## Instruction
Copy the entries verbatim, from the first line through the line that contains "positive clicks: (319, 89) (301, 88) (45, 82)", with both ends included.

:::

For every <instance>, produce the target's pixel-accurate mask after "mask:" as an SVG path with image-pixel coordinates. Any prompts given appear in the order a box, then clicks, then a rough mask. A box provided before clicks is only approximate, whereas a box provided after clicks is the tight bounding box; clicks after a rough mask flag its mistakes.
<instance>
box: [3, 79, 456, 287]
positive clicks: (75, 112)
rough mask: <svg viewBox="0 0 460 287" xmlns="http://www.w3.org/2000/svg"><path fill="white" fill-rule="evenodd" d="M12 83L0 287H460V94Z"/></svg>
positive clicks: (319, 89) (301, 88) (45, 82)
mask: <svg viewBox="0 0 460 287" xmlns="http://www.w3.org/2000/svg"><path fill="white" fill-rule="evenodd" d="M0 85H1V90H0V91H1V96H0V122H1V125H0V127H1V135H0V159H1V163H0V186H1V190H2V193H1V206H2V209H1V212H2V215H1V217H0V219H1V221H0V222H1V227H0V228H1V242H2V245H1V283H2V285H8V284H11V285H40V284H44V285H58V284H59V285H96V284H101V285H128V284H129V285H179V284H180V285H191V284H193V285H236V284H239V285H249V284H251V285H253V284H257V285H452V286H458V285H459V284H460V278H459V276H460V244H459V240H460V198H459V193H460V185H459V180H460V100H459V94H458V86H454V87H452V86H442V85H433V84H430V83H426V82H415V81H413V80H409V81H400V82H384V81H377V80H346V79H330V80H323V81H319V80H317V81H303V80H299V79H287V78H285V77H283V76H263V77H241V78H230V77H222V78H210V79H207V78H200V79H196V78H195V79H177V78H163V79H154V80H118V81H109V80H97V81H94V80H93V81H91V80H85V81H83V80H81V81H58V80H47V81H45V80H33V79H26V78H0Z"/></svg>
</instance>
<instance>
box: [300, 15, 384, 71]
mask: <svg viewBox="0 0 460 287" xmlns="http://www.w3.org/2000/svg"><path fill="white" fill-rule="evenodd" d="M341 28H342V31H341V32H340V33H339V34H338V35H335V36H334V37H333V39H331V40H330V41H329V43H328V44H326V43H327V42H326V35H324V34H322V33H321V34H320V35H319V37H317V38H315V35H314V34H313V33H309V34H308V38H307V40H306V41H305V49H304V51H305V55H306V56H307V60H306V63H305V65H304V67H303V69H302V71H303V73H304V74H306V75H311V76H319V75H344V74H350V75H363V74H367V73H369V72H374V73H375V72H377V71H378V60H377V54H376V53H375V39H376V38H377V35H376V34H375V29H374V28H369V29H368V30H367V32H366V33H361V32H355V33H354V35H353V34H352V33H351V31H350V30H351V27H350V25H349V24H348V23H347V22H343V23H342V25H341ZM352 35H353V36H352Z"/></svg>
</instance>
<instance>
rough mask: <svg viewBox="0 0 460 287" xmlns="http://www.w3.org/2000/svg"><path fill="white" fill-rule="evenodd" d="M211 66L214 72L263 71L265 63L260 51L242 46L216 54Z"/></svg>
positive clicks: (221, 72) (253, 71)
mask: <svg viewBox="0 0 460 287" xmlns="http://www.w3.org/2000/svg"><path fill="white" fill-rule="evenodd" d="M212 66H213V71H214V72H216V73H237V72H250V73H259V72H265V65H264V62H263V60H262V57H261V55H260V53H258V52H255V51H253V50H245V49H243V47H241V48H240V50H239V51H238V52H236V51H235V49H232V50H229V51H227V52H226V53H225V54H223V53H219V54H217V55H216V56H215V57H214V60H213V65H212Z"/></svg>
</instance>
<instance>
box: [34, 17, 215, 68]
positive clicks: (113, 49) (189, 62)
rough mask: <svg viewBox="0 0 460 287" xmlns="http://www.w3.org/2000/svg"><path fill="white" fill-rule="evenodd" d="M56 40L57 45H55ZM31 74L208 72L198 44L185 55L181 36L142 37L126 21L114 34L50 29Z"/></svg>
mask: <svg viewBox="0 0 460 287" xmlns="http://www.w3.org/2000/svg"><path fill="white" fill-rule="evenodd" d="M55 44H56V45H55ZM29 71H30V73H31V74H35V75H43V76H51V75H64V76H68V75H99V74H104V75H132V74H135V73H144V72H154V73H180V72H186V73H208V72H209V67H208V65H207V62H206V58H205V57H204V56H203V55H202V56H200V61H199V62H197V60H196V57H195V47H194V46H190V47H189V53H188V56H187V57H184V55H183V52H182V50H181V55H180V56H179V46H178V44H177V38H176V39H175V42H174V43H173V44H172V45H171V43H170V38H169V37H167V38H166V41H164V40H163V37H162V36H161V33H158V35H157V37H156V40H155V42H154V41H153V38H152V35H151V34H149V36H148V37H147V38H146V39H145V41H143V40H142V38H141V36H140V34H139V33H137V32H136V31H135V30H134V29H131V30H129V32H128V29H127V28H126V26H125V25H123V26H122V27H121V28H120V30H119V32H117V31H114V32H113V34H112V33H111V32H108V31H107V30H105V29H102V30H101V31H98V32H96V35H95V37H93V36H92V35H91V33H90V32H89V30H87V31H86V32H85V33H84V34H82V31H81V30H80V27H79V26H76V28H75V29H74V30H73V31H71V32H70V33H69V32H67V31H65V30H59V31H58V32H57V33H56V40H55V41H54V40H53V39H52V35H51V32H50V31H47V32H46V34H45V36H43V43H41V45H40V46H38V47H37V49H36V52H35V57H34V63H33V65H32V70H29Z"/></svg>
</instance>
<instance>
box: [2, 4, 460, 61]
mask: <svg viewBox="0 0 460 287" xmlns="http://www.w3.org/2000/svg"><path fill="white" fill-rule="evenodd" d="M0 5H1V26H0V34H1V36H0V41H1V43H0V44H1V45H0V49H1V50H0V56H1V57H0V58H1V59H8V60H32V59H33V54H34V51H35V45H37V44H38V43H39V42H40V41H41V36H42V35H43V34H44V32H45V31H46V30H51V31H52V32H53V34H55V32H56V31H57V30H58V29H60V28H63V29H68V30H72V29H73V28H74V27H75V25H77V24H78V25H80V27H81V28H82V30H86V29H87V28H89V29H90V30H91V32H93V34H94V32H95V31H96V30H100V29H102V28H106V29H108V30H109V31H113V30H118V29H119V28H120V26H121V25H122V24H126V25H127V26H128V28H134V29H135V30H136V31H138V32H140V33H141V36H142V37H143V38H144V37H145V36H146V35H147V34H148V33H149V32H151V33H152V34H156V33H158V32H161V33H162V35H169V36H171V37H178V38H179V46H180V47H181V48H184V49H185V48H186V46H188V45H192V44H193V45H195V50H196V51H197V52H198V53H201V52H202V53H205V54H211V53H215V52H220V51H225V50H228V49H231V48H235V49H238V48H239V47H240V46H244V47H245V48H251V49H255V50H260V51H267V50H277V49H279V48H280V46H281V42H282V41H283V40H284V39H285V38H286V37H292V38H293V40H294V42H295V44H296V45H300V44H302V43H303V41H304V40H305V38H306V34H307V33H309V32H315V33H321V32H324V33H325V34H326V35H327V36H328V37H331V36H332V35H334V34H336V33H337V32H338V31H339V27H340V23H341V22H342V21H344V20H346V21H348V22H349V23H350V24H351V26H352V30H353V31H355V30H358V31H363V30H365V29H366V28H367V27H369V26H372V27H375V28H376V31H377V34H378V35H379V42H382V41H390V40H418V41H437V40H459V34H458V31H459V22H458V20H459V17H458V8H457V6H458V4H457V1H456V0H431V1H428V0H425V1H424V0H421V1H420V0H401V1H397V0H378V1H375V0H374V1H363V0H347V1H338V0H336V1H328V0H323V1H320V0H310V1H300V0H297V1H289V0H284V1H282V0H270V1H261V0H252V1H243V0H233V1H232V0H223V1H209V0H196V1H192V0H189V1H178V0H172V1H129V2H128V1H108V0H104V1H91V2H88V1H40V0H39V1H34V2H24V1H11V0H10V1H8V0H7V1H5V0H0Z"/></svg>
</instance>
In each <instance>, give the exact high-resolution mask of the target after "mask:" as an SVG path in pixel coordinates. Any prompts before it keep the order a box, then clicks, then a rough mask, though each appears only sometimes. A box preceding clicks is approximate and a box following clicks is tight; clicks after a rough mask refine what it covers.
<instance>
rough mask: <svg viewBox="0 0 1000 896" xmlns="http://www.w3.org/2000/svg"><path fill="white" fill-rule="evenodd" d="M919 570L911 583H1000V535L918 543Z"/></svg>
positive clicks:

:::

## Response
For every <instance>, produce the target's pixel-accurate mask after "mask:" as an SVG path with image-pixel coordinates. Any prompts given appear in the order a box, then clicks, then a rough mask. A box provided before clicks is only approximate, whereas a box provided after clicks is the tight bounding box; clicks after a rough mask flag its mistakes.
<instance>
box: [3, 79, 456, 287]
positive clicks: (75, 112)
rough mask: <svg viewBox="0 0 460 287" xmlns="http://www.w3.org/2000/svg"><path fill="white" fill-rule="evenodd" d="M12 83L0 287H460V94Z"/></svg>
positive clicks: (319, 89) (301, 88) (45, 82)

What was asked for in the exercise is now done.